** Start Reading passage **

In [1]:
import torch
import torch.nn as nn
import torch.optim as optim
from torchvision import datasets, transforms
from torch.utils.data import DataLoader, Subset

# Define the model
class SimpleMLP(nn.Module):
    def __init__(self):
        super(SimpleMLP, self).__init__()
        self.flatten = nn.Flatten()
        self.fc1 = nn.Linear(28 * 28, 128)  # First fully connected layer: input size is 28*28 (MNIST image size), output size is 128
        self.relu = nn.ReLU()  # ReLU activation function
        self.fc2 = nn.Linear(128, 10)  # Second fully connected layer: input size is 128, output size is 10 (number of classes in MNIST)
        self.softmax = nn.Softmax(dim=1)  # Softmax function applied along the dimension 1 (class scores)

    def forward(self, x):
        x = self.flatten(x)  # Flatten the input tensor to a 1D vector
        x = self.fc1(x)  # Apply the first fully connected layer
        x = self.relu(x)  # Apply ReLU activation
        x = self.fc2(x)  # Apply the second fully connected layer
        return self.softmax(x)  # Apply the Softmax function to get class probabilities

# Load the MNIST dataset
transform = transforms.Compose([transforms.ToTensor(), transforms.Normalize((0.5,), (0.5,))])

** End Reading passage **
** Start Given data **

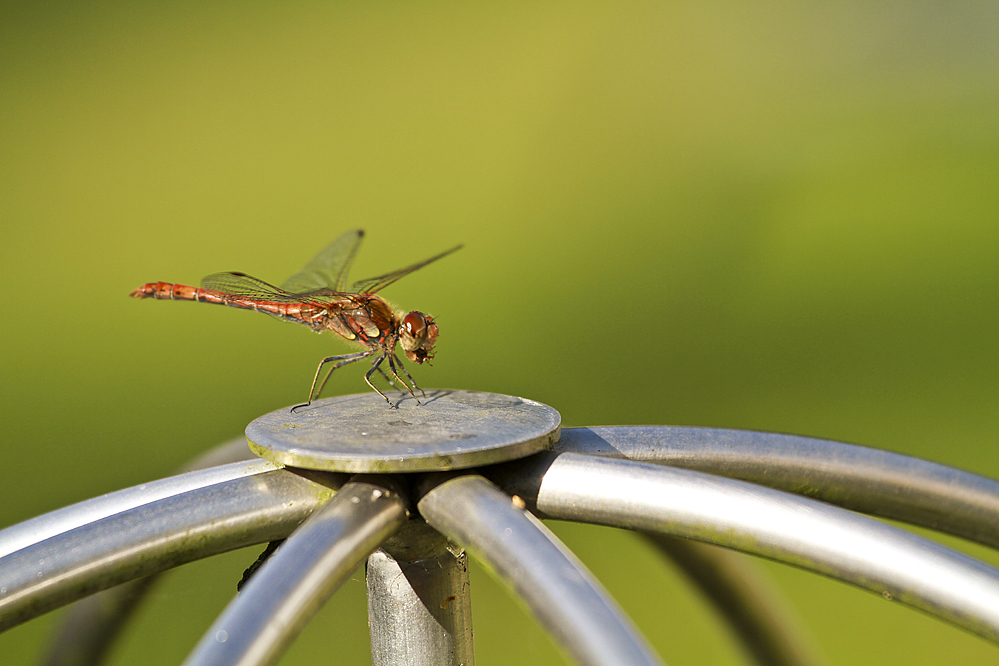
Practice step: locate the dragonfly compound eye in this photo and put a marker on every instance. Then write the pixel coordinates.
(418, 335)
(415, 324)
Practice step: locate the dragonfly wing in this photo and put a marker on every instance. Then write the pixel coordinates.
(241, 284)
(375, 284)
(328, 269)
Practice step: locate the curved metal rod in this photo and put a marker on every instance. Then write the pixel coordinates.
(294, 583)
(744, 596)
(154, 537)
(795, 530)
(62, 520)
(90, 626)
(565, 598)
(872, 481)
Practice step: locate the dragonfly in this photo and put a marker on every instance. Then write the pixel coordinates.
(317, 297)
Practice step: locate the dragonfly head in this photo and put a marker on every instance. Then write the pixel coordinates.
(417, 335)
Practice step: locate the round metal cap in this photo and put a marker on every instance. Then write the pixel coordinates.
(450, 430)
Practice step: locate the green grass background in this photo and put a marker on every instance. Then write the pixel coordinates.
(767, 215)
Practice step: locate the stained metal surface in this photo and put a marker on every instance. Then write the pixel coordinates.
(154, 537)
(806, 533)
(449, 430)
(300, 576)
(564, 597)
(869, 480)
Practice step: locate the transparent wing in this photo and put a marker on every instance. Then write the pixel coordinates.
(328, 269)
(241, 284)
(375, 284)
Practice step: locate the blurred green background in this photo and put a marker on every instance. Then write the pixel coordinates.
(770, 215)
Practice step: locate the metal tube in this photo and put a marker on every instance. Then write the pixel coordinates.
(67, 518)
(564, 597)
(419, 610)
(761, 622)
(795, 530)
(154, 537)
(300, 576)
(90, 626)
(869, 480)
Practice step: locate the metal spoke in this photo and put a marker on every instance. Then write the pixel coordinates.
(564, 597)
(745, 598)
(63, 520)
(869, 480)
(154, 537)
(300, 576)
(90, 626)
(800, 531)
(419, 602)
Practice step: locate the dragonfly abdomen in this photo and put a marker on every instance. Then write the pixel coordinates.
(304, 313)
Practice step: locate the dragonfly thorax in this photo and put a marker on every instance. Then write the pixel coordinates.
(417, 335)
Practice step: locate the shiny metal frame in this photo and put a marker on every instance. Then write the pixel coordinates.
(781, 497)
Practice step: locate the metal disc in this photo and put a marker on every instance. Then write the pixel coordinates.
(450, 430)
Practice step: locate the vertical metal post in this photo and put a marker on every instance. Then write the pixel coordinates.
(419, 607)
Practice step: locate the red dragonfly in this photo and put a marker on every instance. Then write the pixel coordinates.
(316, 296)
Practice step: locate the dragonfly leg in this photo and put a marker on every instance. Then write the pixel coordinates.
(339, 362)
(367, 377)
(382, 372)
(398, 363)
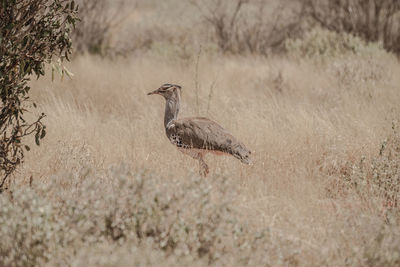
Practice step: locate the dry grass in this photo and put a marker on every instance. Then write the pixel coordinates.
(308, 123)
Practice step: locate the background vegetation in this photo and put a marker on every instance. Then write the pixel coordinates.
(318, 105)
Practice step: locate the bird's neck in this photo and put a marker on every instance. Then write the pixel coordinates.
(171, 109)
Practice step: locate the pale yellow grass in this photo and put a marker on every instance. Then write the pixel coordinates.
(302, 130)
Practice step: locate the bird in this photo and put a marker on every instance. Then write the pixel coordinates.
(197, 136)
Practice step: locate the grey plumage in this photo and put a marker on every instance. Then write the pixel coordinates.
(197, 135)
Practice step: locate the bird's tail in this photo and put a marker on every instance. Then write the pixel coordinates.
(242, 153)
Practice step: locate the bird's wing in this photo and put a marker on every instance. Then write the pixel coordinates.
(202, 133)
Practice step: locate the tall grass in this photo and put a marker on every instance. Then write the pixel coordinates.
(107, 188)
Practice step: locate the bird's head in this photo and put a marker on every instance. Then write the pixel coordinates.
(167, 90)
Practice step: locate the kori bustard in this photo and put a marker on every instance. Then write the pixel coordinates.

** End Given data **

Exercise tasks
1. In the PyTorch code, list every attribute assigned in the `__init__` method of `SimpleMLP`, each with the module it holds.
2. Carry on with the PyTorch MNIST code, starting right after the line that defines `transform`.

Results for each task
1.
- `self.flatten`: `nn.Flatten()`
- `self.fc1`: `nn.Linear(28 * 28, 128)`
- `self.relu`: `nn.ReLU()`
- `self.fc2`: `nn.Linear(128, 10)`
- `self.softmax`: `nn.Softmax(dim=1)`

2.
# Transform: convert images to tensors and normalize them with mean=0.5 and std=0.5

train_dataset = datasets.MNIST(root='./data', train=True, download=True, transform=transform)
# Load the training dataset

test_dataset = datasets.MNIST(root='./data', train=False, download=True, transform=transform)
# Load the test dataset

# Simulate federated learning clients
num_clients = 5  # Number of clients
client_data_size = len(train_dataset) // num_clients  # Size of data each client will have
clients = []

for i in range(num_clients):
    client_indices = list(range(i * client_data_size, (i + 1) * client_data_size))
    # Select data indices for each client
    clients.append(Subset(train_dataset, client_indices))
    # Create a subset of the training data for the client

# Federated learning process
global_model = SimpleMLP()  # Initialize the global model

def federated_avg(weights):
    avg_weights = [torch.mean(torch.stack([client_weights[layer] for client_weights in weights]), dim=0)
                   for layer in range(len(weights[0]))]
    # Compute the average weights across all clients for each layer
    return avg_weights

num_rounds = 5  # Number of federated learning rounds
for round_num in range(num_rounds):
    print(f'Federated Learning Round {round_num + 1}')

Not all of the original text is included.